Сократ. Я подозреваю, что ты нашел неплохое толкование знания. Однако так же толковал это и Протагор. Другим, правда, путем он нашел то же самое. Ведь у него где-то сказано: «Мера всех вещей – человек, существующих, что они существуют, а несуществующих, что они не существуют»[15]. Ты ведь это читал когда-нибудь? [Т. 2. Теэтет. 152 а. С. 203]

…[Протагор утверждает], будто ничто само по себе не есть одно, ибо тут не скажешь ни что оно есть, ни каково оно; ведь если ты назовешь это большим, оно может показаться и малым, если назовешь тяжелым – легким и так далее, поскольку-де ничто одно не существует как что-то или как какое-то, но из порыва, движения и смешения одного с другим возникают все те вещи, про которые мы говорим, что они существуют, хотя и говорим неверно, ибо ничто никогда не есть, но всегда становится. И в этом по очереди сходились все мудрецы, кроме Парменида: и Протагор, и Гераклит, и Эмпедокл, а из поэтов – величайшие в каждом роде поэзии: в комедии – Эпихарм, в трагедии – Гомер, который, упоминая «…отца бессмертных Океана и матерь Тефису», объявляет все порождением потока и движения. Или тебе не кажется, что он так считает? [Т. 2. Теэтет. 152 d – е. С. 204]

Впечатление существования и становления производится движением, напротив, покой делает всё несуществующим и мертвым. Ведь тепло и огонь, который порождает и упорядочивает все прочее, сам возникает из порыва и трения. Так же и всякое движение вообще. Или происхождение огня не таково?

…И живые существа тоже рождаются из движения? А если взять наше тело? Разве не расстраивают его состояние покой и бездействие, тогда как упражнение и движение – укрепляют? А душевное состояние? Разве душа не укрепляется и не улучшается, обогащаясь науками во время прилежного обучения, поскольку оно есть движение, – тогда как от покоя, то есть от беспечности и нерадивости, и новому не обучается, да и выученное забывает?

…Стало быть, движение, будь то в душе или в теле, благо, а покой – наоборот?

…Тогда я прибавлю еще безветрие и затишье и тому подобное – то, что загнивает и гибнет от покоя и сохраняется от противоположного. А в довершение всего я притяну сюда еще и золотую цепь, которая, по словам Гомера, есть не что иное, как Солнце[16]. Он объясняет также, что, пока есть Солнце и круговое движение, все существует и сохраняется и у богов и у людей. А если бы вдруг это стало как вкопанное, то все вещи погибли бы и, как говорится, все перевернулось бы вверх дном. [Т. 2. Теэтет. 153 а – d. С. 205]

Будем исходить из того недавнего рассуждения, что ничто не существует само по себе как одно, – и тогда черное, белое и любой другой цвет представится нам возникающим благодаря тому, что глаз обращается на приближающееся движение, а все то, что мы называем цветом, не есть ни обращающееся, ни предмет обращения, – это нечто особое, возникающее посредине между тем и другим. Или ты будешь настаивать, что каким тебе кажется каждый цвет, таков же он и для собаки, и для любого другого живого существа? А другому человеку что бы то ни было разве представляется таким же, как и тебе? Будешь ли ты настаивать на этом или скорее признаешь, что и для тебя самого это не будет всегда одним и тем же, поскольку сам ты не всегда чувствуешь себя одинаково?

──────

Обязательные задания >>
1) Перескажите выбранный отрывок в двух предложениях, опираясь только на сказанное в нем.
2) Кто, согласно выбранному отрывку, был единственным из мудрецов, кто не сходился в учении о том, что все возникает из движения?
3) Соответствуют ли выбранному отрывку эти утверждения? Для каждого ответьте «да» или «нет» и точно процитируйте решающие слова. (a) Протагор считал мерой всех вещей человека. (b) Огонь возникает из покоя. (c) Гомер назван поэтом комедии.

Имеющиеся данные >>
──────

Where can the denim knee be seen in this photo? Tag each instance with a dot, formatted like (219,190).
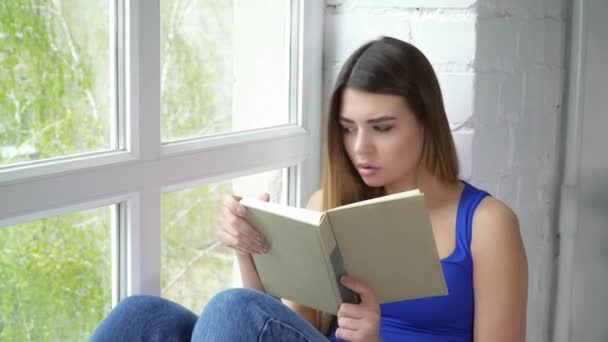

──────

Ответы по заданиям >>
1) Сократ связывает толкование знания с изречением Протагора «Мера всех вещей – человек» и излагает учение, по которому ничто не есть само по себе одно, а все возникает из порыва, движения и смешения; в этом, кроме Парменида, сходились Протагор, Гераклит, Эмпедокл, Эпихарм и Гомер. Движение производит впечатление существования и укрепляет тело и душу, покой же делает всё несуществующим и мертвым, а цвет возникает посредине между глазом и приближающимся движением.

2) Парменид.

3)
(a) Да: «Мера всех вещей – человек».
(b) Нет: «сам возникает из порыва и трения».
(c) Нет: «в комедии – Эпихарм, в трагедии – Гомер».